(Data excerpts)
_ _ _

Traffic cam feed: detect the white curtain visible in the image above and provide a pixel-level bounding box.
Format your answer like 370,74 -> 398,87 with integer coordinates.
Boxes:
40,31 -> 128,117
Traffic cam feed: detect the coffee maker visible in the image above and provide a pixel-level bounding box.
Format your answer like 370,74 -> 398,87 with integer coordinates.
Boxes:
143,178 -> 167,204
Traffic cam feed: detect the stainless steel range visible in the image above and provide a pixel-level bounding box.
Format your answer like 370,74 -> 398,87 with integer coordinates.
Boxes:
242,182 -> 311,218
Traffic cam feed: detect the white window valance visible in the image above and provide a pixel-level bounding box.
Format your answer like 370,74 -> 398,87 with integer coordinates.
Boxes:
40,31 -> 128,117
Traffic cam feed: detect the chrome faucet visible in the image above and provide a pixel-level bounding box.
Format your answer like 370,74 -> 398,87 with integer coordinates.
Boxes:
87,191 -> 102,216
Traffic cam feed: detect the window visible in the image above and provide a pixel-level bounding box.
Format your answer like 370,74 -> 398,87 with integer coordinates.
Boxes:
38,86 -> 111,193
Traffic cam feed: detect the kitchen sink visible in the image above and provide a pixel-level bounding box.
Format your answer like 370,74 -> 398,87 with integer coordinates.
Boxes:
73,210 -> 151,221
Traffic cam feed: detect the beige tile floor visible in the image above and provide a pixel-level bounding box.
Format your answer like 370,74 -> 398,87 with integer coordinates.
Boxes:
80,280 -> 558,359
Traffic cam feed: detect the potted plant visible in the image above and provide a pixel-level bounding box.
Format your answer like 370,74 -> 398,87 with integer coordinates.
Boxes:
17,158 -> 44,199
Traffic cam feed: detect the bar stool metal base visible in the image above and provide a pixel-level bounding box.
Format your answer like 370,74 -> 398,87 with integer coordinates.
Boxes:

_ _ _

(Instructions to follow) Starting at the line that contains "Traffic cam feed: detect the white window" and ending at the line that contains "38,86 -> 111,193", write out every line again in full. Shift each box coordinate in that span by -92.

(Solution for this problem)
Traffic cam feed: detect the white window valance visible in the image above and provide a pixel-level bounding box.
Format your answer like 370,74 -> 398,87 with integer coordinates.
Boxes:
-52,-61 -> 36,25
Traffic cam feed: detect the chrome faucet visible in the image above and provide a pixel-level bounding box.
Format your answer like 370,74 -> 398,87 with integer coordinates.
Boxes:
-5,99 -> 10,124
Traffic cam feed: detect the window visible in the image above and provide a pixel-level bounding box.
Format your answer like 370,74 -> 398,87 with integer coordinates.
Boxes:
-54,-6 -> 19,101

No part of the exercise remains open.